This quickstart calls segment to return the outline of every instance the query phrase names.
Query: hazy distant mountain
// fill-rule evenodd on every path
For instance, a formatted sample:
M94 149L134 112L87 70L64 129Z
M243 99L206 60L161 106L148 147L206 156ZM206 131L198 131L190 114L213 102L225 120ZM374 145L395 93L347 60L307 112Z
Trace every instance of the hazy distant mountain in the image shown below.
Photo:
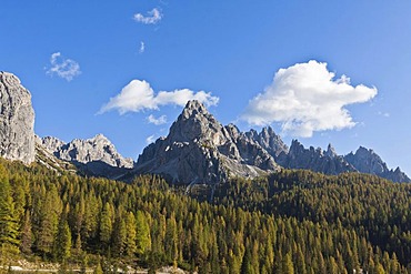
M41 139L41 145L57 159L74 164L89 175L116 179L134 165L132 159L120 155L102 134L87 140L74 139L69 143L46 136Z
M267 150L234 125L223 126L198 101L187 103L169 135L147 146L136 166L138 173L158 173L184 184L214 184L277 170Z
M9 72L0 72L0 156L34 161L34 110L30 92Z
M293 140L290 149L269 128L240 132L234 124L221 125L198 101L187 103L167 138L150 144L139 156L137 173L162 174L184 184L213 184L229 176L254 177L280 169L305 169L324 174L362 172L394 182L411 180L399 168L389 170L372 150L338 155L330 144L325 151L305 149Z
M240 132L234 124L223 126L196 100L187 103L167 138L144 149L136 166L102 134L69 143L51 136L34 141L30 92L8 72L0 72L0 156L24 163L36 159L53 169L71 170L64 162L72 163L86 174L110 179L131 172L157 173L183 184L215 184L230 176L255 177L285 168L325 174L362 172L411 182L399 168L389 169L372 150L360 146L342 156L331 144L325 151L305 149L297 140L288 148L270 126L260 133Z

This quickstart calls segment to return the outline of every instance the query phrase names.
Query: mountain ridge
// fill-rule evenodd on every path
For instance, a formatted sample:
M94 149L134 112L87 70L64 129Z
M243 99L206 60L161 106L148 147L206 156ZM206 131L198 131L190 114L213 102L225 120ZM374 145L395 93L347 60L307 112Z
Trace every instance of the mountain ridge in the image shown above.
M199 142L201 145L196 146ZM200 166L192 168L190 163L183 163L183 158L188 156L187 151L182 149L184 145L192 150L202 146L204 153L196 152L196 156L190 158L190 163ZM168 153L170 149L174 152ZM207 149L214 149L214 154L207 155ZM224 160L229 164L222 164L212 159ZM214 174L218 174L214 180L199 176L201 172L208 170L207 164L219 166L214 170ZM244 166L250 173L244 173ZM307 169L331 175L361 172L394 182L411 182L400 168L390 170L373 150L360 146L355 153L339 155L331 144L325 151L313 146L305 149L298 140L293 140L288 148L271 126L263 128L261 132L252 129L240 132L234 124L223 126L203 104L196 100L187 103L171 125L168 136L158 139L143 150L134 171L139 174L162 174L171 177L173 182L186 182L186 184L194 182L214 184L230 176L254 177L282 168ZM188 175L191 173L192 175Z
M37 138L31 94L9 72L0 72L0 155L26 164L48 164L49 158L50 168L67 166L59 162L66 161L88 175L121 179L157 173L182 184L215 184L232 176L255 177L281 169L324 174L362 172L411 182L400 168L389 169L371 149L360 146L355 153L338 155L331 144L325 151L305 149L298 140L289 148L271 126L241 132L234 124L222 125L196 100L186 104L168 136L148 145L137 163L118 153L102 134L69 143L52 136Z

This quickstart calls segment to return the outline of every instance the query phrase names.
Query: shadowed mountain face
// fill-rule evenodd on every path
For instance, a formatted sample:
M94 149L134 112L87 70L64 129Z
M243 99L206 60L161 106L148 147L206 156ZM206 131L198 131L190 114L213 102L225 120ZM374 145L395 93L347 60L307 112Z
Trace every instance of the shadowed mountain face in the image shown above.
M138 173L163 174L184 184L255 177L278 169L261 145L234 125L223 126L198 101L187 103L169 135L147 146L136 166Z
M121 156L102 134L88 140L74 139L70 143L46 136L38 143L57 159L74 164L88 175L117 179L131 171L134 164L131 159Z
M34 110L30 92L20 80L0 71L0 156L34 161Z
M139 156L137 173L162 174L183 184L215 184L230 176L254 177L287 169L307 169L324 174L363 172L394 182L410 182L399 168L389 170L372 151L360 148L355 154L338 155L305 149L293 140L290 149L269 128L240 132L234 124L223 126L198 101L187 103L167 138L150 144Z
M36 140L30 92L8 72L0 72L0 123L2 158L24 163L36 159L58 169L64 169L67 164L59 161L66 161L88 175L110 179L156 173L176 183L215 184L230 176L255 177L285 168L325 174L362 172L394 182L411 181L399 168L390 170L372 150L360 146L355 153L342 156L331 145L327 151L305 149L297 140L288 148L270 126L260 133L240 132L234 124L223 126L196 100L187 103L167 138L144 149L136 166L102 134L70 143L56 138Z

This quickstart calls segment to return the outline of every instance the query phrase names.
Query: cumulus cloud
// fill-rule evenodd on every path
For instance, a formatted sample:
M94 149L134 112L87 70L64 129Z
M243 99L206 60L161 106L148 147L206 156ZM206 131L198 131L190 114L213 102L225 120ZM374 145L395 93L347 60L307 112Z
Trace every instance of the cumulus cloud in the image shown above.
M352 128L348 104L363 103L377 88L351 85L350 78L328 71L314 60L280 69L265 90L250 100L241 119L250 124L280 122L284 134L312 136L314 131Z
M150 114L148 118L147 118L147 121L149 123L152 123L152 124L156 124L156 125L161 125L161 124L164 124L167 123L167 116L166 115L161 115L159 118L156 118L154 115Z
M139 53L143 53L146 51L146 44L143 41L140 42L140 49L139 49Z
M74 60L63 58L60 52L51 54L50 64L51 68L46 72L47 74L56 74L69 82L81 73L79 63Z
M150 135L150 136L146 138L146 143L147 144L151 144L153 142L156 142L156 136L154 135Z
M121 92L111 98L108 103L101 106L99 113L118 110L120 114L127 112L140 112L143 110L158 110L161 105L183 106L189 100L198 100L206 105L217 105L218 97L212 97L211 92L193 92L189 89L174 91L160 91L154 94L150 84L141 80L132 80Z
M148 16L136 13L133 18L137 22L144 23L144 24L156 24L160 22L162 19L162 13L158 8L154 8L151 11L148 11L147 14Z

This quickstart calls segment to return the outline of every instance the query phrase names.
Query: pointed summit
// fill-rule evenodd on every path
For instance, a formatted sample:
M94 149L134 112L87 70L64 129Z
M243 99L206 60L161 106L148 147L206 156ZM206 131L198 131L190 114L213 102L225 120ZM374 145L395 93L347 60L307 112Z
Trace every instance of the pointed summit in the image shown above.
M202 104L200 101L190 100L190 101L187 102L187 104L184 106L184 110L182 111L182 115L186 119L188 119L188 118L190 118L192 115L196 115L196 114L207 115L207 114L210 114L210 113L206 109L204 104Z
M338 156L337 152L335 152L335 149L334 146L332 146L331 143L328 144L328 148L327 148L327 151L325 151L325 155L333 159L335 156Z
M182 184L215 184L278 170L274 159L237 126L223 126L197 100L189 101L166 139L139 156L137 173L162 174Z

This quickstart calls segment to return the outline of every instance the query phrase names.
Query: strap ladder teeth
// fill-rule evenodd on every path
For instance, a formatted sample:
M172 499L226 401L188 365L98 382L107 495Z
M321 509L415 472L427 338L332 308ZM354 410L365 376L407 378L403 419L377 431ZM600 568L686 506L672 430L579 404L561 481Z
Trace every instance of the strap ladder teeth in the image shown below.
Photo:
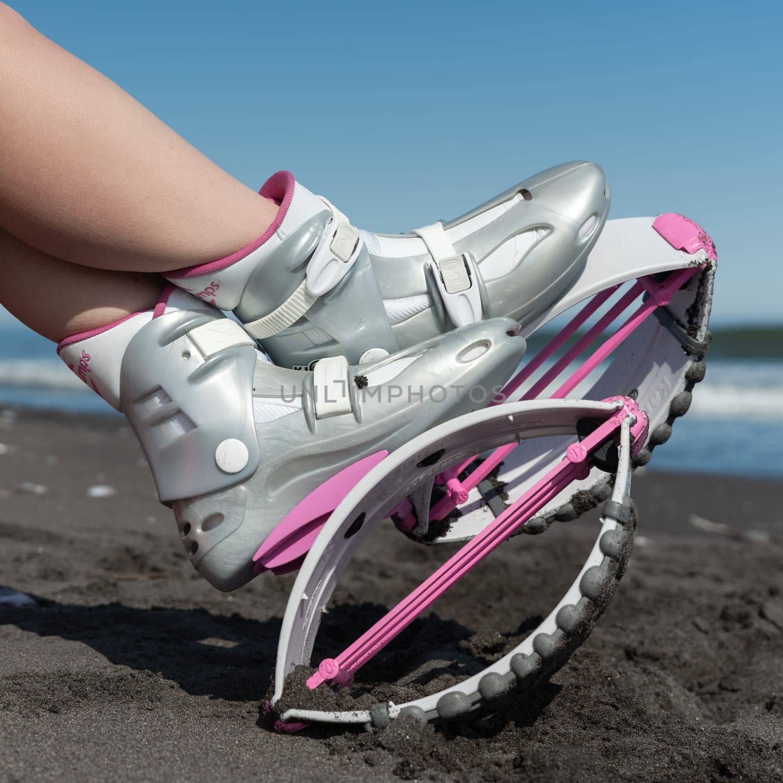
M432 260L430 271L449 318L456 327L482 319L482 294L478 270L470 253L458 253L446 236L442 223L416 229Z
M359 232L345 215L329 206L334 216L308 262L305 280L276 309L244 324L245 331L257 340L272 337L296 323L319 297L345 277L359 258L363 245Z

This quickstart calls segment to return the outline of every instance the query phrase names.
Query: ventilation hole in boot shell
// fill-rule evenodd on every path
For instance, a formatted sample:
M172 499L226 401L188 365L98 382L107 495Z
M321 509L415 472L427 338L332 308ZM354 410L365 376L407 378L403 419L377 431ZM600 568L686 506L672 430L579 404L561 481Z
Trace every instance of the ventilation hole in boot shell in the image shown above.
M365 513L363 511L352 523L351 526L345 531L345 538L351 538L352 536L355 536L356 533L362 529L362 525L364 525Z
M580 226L576 233L578 239L583 240L589 236L593 232L593 229L598 222L598 215L591 215Z
M438 451L425 456L421 462L417 463L417 467L429 467L435 464L436 462L446 453L446 449L438 449Z
M201 523L201 532L208 532L214 530L218 525L223 523L224 517L222 514L212 514Z

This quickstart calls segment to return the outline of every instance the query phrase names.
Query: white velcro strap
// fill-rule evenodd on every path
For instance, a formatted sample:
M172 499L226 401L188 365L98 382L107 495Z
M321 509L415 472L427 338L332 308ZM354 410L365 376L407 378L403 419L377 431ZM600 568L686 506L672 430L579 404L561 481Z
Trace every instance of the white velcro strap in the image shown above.
M258 340L272 337L296 323L312 307L317 298L308 291L307 280L302 280L299 287L276 310L256 321L246 323L245 331Z
M199 352L204 359L209 359L221 351L235 345L254 345L253 341L245 334L244 330L229 318L220 318L188 332Z
M482 295L478 272L468 253L457 253L442 223L415 229L432 256L430 269L438 285L443 306L452 323L464 327L482 319Z
M334 215L308 262L308 293L323 296L330 291L356 263L361 250L359 232L341 212Z
M319 359L312 370L316 392L316 418L350 413L353 410L348 393L348 359L329 356Z
M449 241L442 223L433 223L420 229L413 229L413 233L418 234L424 240L424 244L436 264L459 254Z

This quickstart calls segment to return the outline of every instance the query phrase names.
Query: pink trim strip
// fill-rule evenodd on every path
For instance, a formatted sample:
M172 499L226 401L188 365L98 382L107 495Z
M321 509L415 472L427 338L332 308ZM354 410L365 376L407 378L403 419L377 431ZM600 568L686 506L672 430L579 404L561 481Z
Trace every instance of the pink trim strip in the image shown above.
M163 289L161 292L161 298L157 300L155 309L152 311L153 320L156 318L160 318L166 312L166 306L168 305L168 298L176 290L177 287L173 283L170 283L165 288Z
M63 348L67 348L68 345L73 345L74 342L79 342L81 340L88 340L90 337L97 337L99 334L103 334L103 332L107 332L110 329L114 329L114 327L118 327L121 323L127 321L129 318L133 318L134 316L140 316L143 312L149 312L149 310L139 310L137 312L132 312L129 316L124 316L119 320L114 321L112 323L107 323L105 327L99 327L97 329L91 329L88 332L81 332L78 334L73 334L70 337L66 337L57 346L57 355L60 355L60 352L62 351Z
M254 242L245 245L241 250L227 255L225 258L218 258L217 261L211 261L207 264L197 264L195 266L188 266L182 269L174 269L167 272L166 276L175 280L185 280L188 277L199 277L201 275L211 275L213 272L225 269L235 262L240 261L246 255L249 255L254 250L258 250L274 233L280 227L288 207L290 206L291 200L294 198L294 189L296 186L296 180L290 171L278 171L273 174L265 182L259 194L270 201L274 201L280 204L277 215L272 222L272 225L258 237Z

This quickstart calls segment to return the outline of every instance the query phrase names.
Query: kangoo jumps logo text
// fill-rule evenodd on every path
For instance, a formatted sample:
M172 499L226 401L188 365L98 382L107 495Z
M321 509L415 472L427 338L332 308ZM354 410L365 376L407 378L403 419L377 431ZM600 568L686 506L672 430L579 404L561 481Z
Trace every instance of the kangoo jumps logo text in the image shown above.
M76 374L78 375L80 378L87 385L89 385L89 381L87 380L87 373L90 371L90 355L86 351L81 352L81 355L79 357L79 363L76 366Z
M205 299L207 301L209 301L218 292L218 288L220 288L220 283L213 281L203 291L199 291L196 296L200 299Z

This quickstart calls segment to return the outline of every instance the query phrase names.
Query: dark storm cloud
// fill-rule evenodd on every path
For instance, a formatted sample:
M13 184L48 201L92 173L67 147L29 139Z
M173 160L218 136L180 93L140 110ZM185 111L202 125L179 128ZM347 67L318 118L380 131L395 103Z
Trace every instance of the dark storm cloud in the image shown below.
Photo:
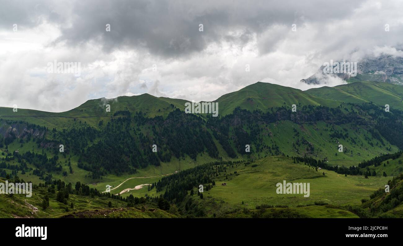
M258 37L271 26L291 28L305 20L320 22L343 18L361 1L10 1L0 9L2 25L37 24L40 16L60 23L65 41L76 46L93 41L108 53L116 49L144 49L153 55L174 58L200 52L212 42L233 41L242 46L252 34ZM64 8L68 10L63 11ZM70 12L68 18L66 12ZM106 32L105 25L111 25ZM199 25L204 31L199 31ZM231 35L232 31L241 32ZM272 50L279 36L266 37L261 54Z

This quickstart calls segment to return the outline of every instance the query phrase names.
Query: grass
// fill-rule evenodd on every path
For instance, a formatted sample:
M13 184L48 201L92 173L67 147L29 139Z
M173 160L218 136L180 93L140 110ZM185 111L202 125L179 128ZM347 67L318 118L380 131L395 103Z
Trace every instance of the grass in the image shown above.
M287 205L296 207L299 204L312 204L321 201L335 205L358 205L363 198L387 183L389 178L338 174L332 171L322 172L302 164L294 164L291 159L283 157L270 157L255 162L251 166L240 165L227 171L225 176L215 180L217 185L209 191L206 197L222 199L229 204L253 209L258 205ZM236 170L237 176L229 173ZM310 195L277 194L278 182L310 183ZM226 182L226 185L220 185ZM242 205L242 201L244 204Z

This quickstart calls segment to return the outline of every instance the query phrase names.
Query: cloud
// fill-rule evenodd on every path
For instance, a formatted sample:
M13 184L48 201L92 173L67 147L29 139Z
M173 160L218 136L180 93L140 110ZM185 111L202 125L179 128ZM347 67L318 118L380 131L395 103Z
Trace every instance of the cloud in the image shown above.
M146 92L211 101L258 81L305 89L330 59L402 55L397 0L69 2L2 3L0 106L60 112ZM81 76L48 74L55 59L81 62Z

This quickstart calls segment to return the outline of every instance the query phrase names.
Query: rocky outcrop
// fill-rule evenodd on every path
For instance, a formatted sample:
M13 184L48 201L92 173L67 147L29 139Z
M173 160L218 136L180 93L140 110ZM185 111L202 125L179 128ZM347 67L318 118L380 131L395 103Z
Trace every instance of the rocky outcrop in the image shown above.
M13 123L10 125L4 123L0 126L0 135L4 138L16 137L26 139L29 135L33 137L42 137L45 131L37 128L28 128L25 123Z

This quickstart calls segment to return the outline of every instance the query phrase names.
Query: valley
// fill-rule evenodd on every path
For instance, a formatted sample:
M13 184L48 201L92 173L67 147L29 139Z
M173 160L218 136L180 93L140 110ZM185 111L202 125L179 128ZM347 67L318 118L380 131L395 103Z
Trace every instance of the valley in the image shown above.
M147 94L60 113L0 108L0 177L32 182L37 194L26 200L33 206L46 195L50 202L21 213L22 198L0 195L8 204L0 215L106 209L114 216L121 208L128 217L149 217L149 209L179 217L399 216L400 191L383 213L363 201L400 175L403 157L362 163L403 148L402 97L399 86L378 82L305 91L259 82L214 101L217 117L187 114L189 102ZM277 193L284 180L309 183L309 196ZM202 198L200 184L208 187ZM60 192L68 198L58 198Z

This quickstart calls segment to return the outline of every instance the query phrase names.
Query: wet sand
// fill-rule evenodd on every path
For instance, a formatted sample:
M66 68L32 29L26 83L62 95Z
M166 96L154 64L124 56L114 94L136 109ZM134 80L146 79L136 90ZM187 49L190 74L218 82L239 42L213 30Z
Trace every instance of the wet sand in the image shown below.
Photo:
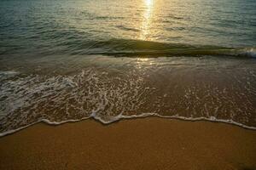
M0 139L0 169L255 169L256 131L147 117L38 123Z

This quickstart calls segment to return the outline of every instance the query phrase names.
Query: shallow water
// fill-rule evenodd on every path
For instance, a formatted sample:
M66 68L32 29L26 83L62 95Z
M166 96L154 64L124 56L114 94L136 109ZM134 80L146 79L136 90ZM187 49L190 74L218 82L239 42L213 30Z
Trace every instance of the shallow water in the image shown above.
M159 116L256 128L255 1L0 2L0 133Z

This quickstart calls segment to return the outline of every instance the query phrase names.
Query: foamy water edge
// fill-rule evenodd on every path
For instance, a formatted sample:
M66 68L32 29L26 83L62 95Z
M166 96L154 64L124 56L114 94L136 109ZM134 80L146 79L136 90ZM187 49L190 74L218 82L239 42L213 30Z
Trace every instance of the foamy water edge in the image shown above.
M84 117L82 119L79 119L79 120L75 120L75 119L71 119L71 120L67 120L67 121L61 121L61 122L50 122L48 119L42 119L40 121L38 121L36 122L31 123L29 125L26 125L25 127L21 127L17 129L14 129L14 130L9 130L4 133L0 133L0 137L3 137L6 135L9 135L12 133L15 133L20 130L22 130L24 128L26 128L28 127L31 127L32 125L35 125L37 123L40 123L40 122L45 122L49 125L61 125L61 124L64 124L67 122L80 122L80 121L84 121L84 120L87 120L87 119L91 119L93 118L96 121L100 122L101 123L104 124L104 125L108 125L111 124L113 122L116 122L118 121L121 121L121 120L125 120L125 119L136 119L136 118L143 118L143 117L149 117L149 116L155 116L155 117L160 117L160 118L167 118L167 119L177 119L177 120L183 120L183 121L191 121L191 122L195 122L195 121L207 121L207 122L223 122L223 123L228 123L228 124L231 124L231 125L236 125L243 128L247 128L247 129L251 129L251 130L256 130L256 127L249 127L239 122L236 122L232 120L223 120L223 119L216 119L216 117L214 116L211 116L210 118L208 117L184 117L184 116L160 116L157 113L143 113L141 115L132 115L132 116L123 116L123 115L119 115L117 116L113 116L113 118L107 122L104 121L103 119L102 119L99 116L96 116L96 114L92 113L90 116L88 117Z

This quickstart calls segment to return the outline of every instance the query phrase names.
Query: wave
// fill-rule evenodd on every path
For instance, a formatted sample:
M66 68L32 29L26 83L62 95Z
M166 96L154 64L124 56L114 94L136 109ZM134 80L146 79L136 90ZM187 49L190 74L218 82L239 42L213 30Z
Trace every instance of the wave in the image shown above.
M38 122L31 123L29 125L19 128L17 129L13 129L13 130L6 131L6 132L3 132L3 133L0 133L0 137L3 137L5 135L15 133L16 133L20 130L22 130L24 128L26 128L28 127L31 127L31 126L35 125L35 124L39 123L39 122L44 122L44 123L47 123L49 125L61 125L61 124L67 123L67 122L80 122L80 121L93 118L94 120L98 121L98 122L100 122L101 123L102 123L104 125L108 125L108 124L116 122L121 121L121 120L134 119L134 118L144 118L144 117L149 117L149 116L155 116L155 117L160 117L160 118L168 118L168 119L177 119L177 120L183 120L183 121L192 121L192 122L208 121L208 122L223 122L223 123L229 123L229 124L231 124L231 125L236 125L236 126L241 127L241 128L247 128L247 129L256 130L255 127L247 126L247 125L244 125L242 123L234 122L232 120L217 119L214 116L211 116L211 117L204 117L204 116L201 116L201 117L185 117L185 116L161 116L161 115L159 115L157 113L143 113L143 114L140 114L140 115L131 115L131 116L118 115L116 116L109 116L108 121L106 121L106 120L102 119L101 116L96 116L96 114L92 113L90 116L84 117L82 119L70 119L70 120L66 120L66 121L61 121L61 122L51 122L48 119L42 119L40 121L38 121Z
M84 54L102 54L121 57L160 57L160 56L234 56L256 57L256 47L226 48L208 45L187 45L164 43L131 39L111 39L86 42L79 50ZM80 46L81 47L81 46Z

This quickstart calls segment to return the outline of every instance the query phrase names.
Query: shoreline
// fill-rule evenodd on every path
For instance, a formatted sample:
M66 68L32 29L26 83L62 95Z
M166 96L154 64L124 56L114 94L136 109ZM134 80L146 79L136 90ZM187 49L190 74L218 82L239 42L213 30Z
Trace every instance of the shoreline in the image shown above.
M149 116L36 123L0 138L1 169L253 169L256 132Z
M232 120L222 120L222 119L216 119L215 117L213 118L207 118L207 117L195 117L195 118L192 118L192 117L183 117L183 116L160 116L158 114L141 114L141 115L132 115L132 116L124 116L121 117L118 117L116 120L112 120L110 122L104 122L103 120L102 120L100 117L96 117L93 116L90 116L89 117L84 117L82 118L80 120L67 120L67 121L62 121L62 122L50 122L47 119L43 119L40 120L37 122L33 122L32 124L26 125L25 127L20 127L17 129L14 129L14 130L9 130L4 133L0 133L0 139L3 138L5 136L8 135L12 135L15 133L18 133L21 130L24 130L31 126L34 126L38 123L45 123L49 126L60 126L65 123L75 123L75 122L82 122L82 121L85 121L85 120L92 120L92 121L96 121L96 122L99 122L101 124L102 124L103 126L108 126L110 125L112 123L117 123L120 121L125 121L125 120L132 120L132 119L141 119L141 118L147 118L147 117L157 117L157 118L161 118L161 119L171 119L172 120L178 120L178 121L185 121L185 122L220 122L220 123L225 123L225 124L229 124L229 125L233 125L236 127L239 127L241 128L245 128L245 129L248 129L248 130L256 130L255 127L248 127L246 126L244 124L239 123L239 122L236 122Z

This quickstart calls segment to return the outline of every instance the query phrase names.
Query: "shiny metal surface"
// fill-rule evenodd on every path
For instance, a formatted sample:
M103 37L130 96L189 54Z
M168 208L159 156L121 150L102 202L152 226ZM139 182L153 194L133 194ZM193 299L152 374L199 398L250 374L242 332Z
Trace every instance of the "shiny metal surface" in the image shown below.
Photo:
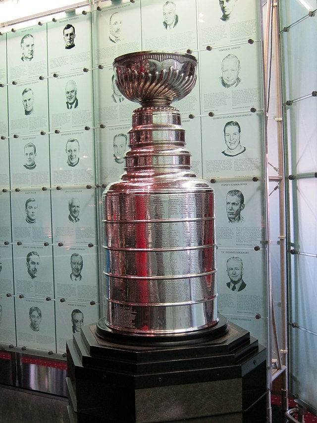
M214 193L191 171L179 111L197 61L132 53L113 63L134 111L125 173L103 195L106 326L124 334L176 335L218 322Z
M187 54L138 52L117 58L113 67L118 88L126 98L142 106L163 105L191 91L197 60Z

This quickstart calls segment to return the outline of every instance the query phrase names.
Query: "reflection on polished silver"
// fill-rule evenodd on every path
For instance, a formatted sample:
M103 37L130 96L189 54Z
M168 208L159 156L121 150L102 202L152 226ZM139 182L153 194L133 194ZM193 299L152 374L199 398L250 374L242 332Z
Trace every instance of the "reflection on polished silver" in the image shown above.
M158 338L213 327L214 194L191 170L180 114L170 106L194 87L197 60L144 52L113 67L121 92L143 107L133 113L125 173L103 195L105 323Z

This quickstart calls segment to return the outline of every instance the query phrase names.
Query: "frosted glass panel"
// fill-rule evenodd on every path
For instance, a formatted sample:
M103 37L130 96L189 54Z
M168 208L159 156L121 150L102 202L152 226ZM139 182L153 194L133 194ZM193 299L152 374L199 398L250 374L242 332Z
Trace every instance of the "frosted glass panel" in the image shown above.
M290 173L317 171L317 99L310 97L285 107L291 149ZM292 141L296 140L296 142Z
M316 0L280 0L280 27L288 26L317 7Z
M20 2L22 10L25 1ZM124 172L116 145L129 149L139 107L118 93L112 63L132 51L166 49L190 50L198 60L195 87L173 105L187 131L193 171L221 180L215 186L219 245L227 259L243 257L244 290L233 308L223 302L222 309L266 344L262 2L240 0L230 20L221 18L218 2L175 2L172 22L161 0L104 1L98 9L87 6L87 13L75 8L47 23L41 18L42 25L37 18L0 35L0 304L5 311L0 344L61 354L76 331L73 312L83 315L84 324L98 320L106 289L101 193ZM225 74L232 64L231 81ZM225 124L234 133L226 143ZM219 168L215 174L203 175L203 156L206 168L207 162ZM242 212L235 212L233 223L226 211L229 191ZM225 255L219 292L228 300Z
M298 328L291 330L291 392L312 405L317 414L317 336Z
M281 35L285 76L283 95L284 102L311 94L316 90L317 57L314 52L317 38L316 17L304 19Z

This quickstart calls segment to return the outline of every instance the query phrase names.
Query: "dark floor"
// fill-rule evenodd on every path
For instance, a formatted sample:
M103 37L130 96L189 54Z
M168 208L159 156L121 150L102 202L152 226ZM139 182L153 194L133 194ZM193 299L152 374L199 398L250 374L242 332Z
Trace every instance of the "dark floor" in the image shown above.
M69 423L68 399L0 385L0 423Z
M68 403L64 397L0 385L0 423L69 423ZM284 421L280 405L272 404L271 423ZM305 421L315 423L317 417L308 413Z

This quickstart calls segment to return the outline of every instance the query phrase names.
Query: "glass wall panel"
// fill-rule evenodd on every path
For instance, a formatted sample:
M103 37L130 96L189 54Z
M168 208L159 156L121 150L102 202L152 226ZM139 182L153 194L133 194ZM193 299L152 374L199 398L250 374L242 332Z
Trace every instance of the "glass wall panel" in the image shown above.
M101 194L124 172L138 107L112 63L156 49L198 59L194 89L174 105L193 170L216 181L219 308L267 345L261 3L178 0L171 18L161 0L103 2L0 36L0 304L16 316L16 336L2 320L0 343L62 354L105 312Z
M283 102L311 94L316 89L317 75L315 69L317 58L314 54L313 40L317 37L316 16L308 16L281 35L282 58L287 67L284 78Z
M279 4L281 30L307 16L310 11L317 8L316 0L280 0Z
M299 3L301 5L299 5ZM287 247L290 296L290 390L317 410L316 365L313 352L317 339L317 179L315 46L316 16L307 15L316 1L281 2L287 32L281 35L283 57L286 176L288 225ZM308 6L307 7L306 6ZM298 20L300 13L307 17ZM293 101L294 100L294 101Z

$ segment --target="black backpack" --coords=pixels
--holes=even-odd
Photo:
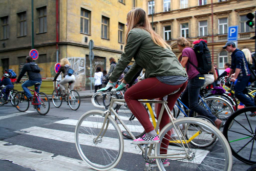
[[[200,41],[199,43],[195,45],[193,50],[197,56],[198,66],[197,67],[189,60],[188,62],[196,68],[200,74],[208,73],[211,69],[211,57],[207,44],[204,41]]]
[[[35,72],[36,73],[39,73],[40,72],[40,68],[39,68],[38,65],[35,62],[30,62],[29,65],[31,68],[32,72]]]

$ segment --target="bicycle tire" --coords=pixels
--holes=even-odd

○ ○ ○ ○ ○

## [O que fazer]
Reproduza sem alterações as linhas dos registros, desde a primeira até a linha que contém "M240 132L234 124L223", incluindo essa linha. Não inclua as imagens na resposta.

## [Resposta]
This quickstart calls segment to return the outline of every instance the query phrase names.
Query: hazy distant mountain
// fill-rule evenodd on every path
For instance, a formatted sample:
M94 149L134 112L87 70L64 129Z
M243 99L206 60L161 106L148 147L206 156ZM206 131L198 131L190 114L213 102L225 120ZM374 145L395 93L347 60L307 112Z
Trace every instance of the hazy distant mountain in the image shown below.
Photo:
M41 139L41 145L57 159L74 164L89 175L116 179L134 165L132 159L120 155L102 134L87 140L74 139L69 143L46 136Z
M267 150L234 125L223 126L198 101L187 103L169 135L147 146L136 166L138 173L158 173L184 184L214 184L277 170Z
M9 72L0 72L0 156L34 161L34 110L30 92Z
M293 140L290 149L269 128L240 132L234 124L221 125L198 101L187 103L167 138L150 144L139 156L137 173L162 174L184 184L213 184L229 176L254 177L280 169L305 169L324 174L362 172L394 182L411 180L399 168L389 170L372 150L338 155L330 144L325 151L305 149Z
M240 132L234 124L223 126L196 100L187 103L167 138L144 149L136 166L102 134L69 143L51 136L34 141L30 92L8 72L0 72L0 156L24 163L36 159L53 169L71 170L64 162L72 163L86 174L110 179L131 172L157 173L183 184L215 184L230 176L255 177L285 168L325 174L362 172L411 182L399 168L389 169L372 150L360 146L342 156L331 144L325 151L305 149L297 140L288 148L270 126L260 133Z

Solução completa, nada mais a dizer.